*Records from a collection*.
####################

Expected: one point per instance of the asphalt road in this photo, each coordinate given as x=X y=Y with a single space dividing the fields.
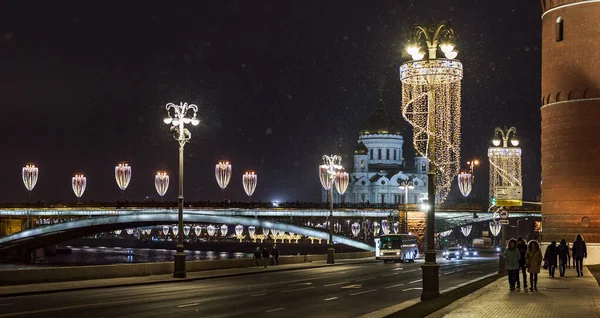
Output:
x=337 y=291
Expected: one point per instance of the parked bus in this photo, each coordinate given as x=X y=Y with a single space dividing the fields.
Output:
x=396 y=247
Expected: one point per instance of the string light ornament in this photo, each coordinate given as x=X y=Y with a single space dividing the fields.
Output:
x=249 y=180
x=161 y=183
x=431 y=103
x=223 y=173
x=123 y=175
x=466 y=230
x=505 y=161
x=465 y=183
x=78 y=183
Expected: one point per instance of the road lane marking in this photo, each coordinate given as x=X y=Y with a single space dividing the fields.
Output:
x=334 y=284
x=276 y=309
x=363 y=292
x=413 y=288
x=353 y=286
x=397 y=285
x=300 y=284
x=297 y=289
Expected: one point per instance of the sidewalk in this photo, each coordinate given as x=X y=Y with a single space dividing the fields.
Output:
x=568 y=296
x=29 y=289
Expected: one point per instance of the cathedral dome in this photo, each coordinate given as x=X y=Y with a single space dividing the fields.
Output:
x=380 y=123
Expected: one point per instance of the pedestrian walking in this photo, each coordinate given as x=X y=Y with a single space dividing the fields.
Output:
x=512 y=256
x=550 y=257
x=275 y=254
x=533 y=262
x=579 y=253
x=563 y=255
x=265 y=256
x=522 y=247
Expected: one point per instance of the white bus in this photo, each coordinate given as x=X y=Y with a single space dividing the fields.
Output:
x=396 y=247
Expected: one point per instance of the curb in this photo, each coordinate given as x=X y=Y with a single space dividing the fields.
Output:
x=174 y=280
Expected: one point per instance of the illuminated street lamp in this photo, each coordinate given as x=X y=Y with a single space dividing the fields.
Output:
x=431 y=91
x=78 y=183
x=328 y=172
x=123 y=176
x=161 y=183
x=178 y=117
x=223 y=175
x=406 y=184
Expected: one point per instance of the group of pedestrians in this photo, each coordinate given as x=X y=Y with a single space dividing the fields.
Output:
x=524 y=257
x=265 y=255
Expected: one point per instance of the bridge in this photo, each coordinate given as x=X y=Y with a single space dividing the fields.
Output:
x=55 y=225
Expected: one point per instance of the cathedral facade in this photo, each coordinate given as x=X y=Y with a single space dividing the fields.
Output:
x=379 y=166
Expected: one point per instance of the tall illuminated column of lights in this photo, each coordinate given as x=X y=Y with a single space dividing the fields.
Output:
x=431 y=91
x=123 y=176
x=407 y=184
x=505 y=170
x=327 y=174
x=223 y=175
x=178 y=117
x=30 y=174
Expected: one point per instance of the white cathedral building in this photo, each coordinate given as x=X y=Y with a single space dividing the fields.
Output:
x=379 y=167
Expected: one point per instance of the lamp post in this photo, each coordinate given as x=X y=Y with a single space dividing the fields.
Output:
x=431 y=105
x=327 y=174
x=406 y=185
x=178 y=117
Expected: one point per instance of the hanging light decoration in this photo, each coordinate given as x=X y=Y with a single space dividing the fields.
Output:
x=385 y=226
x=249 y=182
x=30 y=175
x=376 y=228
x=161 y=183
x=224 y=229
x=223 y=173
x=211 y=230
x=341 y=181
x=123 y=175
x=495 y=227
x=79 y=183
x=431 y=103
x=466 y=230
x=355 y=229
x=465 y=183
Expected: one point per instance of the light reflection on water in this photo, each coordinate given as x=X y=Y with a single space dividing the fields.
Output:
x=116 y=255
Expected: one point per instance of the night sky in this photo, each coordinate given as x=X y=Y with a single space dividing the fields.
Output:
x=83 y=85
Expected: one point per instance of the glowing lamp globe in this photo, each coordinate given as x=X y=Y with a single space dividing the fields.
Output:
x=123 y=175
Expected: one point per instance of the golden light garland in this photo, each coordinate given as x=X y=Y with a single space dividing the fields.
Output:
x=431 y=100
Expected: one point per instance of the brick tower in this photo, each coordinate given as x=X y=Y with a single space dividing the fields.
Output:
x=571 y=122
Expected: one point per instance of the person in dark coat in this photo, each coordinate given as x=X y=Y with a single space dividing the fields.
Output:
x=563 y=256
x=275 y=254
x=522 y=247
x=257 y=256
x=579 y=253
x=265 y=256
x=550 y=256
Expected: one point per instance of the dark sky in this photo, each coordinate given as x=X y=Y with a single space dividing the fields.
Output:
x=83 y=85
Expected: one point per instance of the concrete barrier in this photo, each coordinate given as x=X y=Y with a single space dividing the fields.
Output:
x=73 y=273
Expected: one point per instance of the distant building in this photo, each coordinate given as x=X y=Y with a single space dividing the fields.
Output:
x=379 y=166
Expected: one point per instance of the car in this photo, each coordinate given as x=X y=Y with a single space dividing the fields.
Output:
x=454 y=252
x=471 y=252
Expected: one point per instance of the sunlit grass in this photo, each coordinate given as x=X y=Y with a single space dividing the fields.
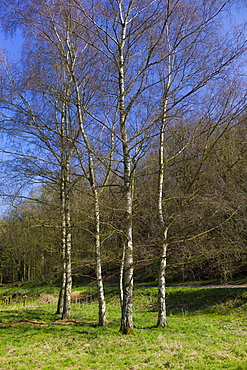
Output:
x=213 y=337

####################

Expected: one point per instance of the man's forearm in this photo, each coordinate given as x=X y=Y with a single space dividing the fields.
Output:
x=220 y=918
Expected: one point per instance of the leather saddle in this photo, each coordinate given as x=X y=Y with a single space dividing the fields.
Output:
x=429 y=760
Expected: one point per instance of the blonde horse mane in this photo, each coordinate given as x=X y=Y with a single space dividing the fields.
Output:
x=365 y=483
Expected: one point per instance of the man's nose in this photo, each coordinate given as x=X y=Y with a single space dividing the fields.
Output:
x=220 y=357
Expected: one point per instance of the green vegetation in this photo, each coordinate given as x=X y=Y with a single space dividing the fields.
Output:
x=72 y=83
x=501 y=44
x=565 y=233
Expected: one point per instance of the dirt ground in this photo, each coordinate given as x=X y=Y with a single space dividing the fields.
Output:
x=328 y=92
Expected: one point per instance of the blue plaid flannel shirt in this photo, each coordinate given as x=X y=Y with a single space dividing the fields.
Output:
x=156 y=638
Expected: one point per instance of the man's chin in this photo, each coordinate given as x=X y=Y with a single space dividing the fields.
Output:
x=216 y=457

####################

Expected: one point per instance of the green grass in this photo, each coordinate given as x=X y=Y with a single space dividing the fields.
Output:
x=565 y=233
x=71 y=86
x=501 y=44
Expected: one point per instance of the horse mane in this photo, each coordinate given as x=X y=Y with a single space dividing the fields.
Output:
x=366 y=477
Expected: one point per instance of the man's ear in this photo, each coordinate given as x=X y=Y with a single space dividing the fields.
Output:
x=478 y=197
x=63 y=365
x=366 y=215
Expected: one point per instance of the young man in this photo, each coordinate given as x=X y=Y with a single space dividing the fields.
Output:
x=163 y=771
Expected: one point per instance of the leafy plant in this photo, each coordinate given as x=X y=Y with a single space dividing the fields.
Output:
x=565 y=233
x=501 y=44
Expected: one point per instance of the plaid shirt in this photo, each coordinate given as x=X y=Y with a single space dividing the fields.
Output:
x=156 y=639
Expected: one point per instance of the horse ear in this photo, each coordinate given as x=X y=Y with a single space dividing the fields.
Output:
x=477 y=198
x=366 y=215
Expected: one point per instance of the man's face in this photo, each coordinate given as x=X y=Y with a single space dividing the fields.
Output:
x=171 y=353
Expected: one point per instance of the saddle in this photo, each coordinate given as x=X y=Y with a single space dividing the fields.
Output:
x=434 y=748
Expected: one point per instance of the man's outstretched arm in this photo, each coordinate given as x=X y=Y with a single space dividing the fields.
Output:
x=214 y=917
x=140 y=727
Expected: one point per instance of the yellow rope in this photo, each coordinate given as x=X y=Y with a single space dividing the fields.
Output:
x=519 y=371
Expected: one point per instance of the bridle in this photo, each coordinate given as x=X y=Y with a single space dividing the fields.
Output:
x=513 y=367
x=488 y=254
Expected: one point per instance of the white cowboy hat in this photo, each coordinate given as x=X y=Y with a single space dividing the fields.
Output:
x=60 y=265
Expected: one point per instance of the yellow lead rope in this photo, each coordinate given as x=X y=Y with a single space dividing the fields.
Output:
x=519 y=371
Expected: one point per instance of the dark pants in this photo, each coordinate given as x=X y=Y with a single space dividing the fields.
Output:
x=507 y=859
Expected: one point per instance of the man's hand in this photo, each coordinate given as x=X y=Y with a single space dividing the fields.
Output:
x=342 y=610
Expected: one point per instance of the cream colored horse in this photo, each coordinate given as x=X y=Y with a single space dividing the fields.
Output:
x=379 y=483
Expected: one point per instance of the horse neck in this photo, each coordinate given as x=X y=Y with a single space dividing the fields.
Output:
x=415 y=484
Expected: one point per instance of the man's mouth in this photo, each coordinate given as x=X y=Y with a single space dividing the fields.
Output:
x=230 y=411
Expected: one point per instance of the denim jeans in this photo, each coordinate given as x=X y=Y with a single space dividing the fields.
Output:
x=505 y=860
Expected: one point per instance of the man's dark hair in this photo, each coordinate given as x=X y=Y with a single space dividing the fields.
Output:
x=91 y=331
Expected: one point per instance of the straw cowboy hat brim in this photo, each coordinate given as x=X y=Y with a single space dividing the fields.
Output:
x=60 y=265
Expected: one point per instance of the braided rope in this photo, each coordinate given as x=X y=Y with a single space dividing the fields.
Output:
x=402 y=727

####################

Find how many lines contain "building" in the data. Write that number and nothing else.

*Response to the task*.
2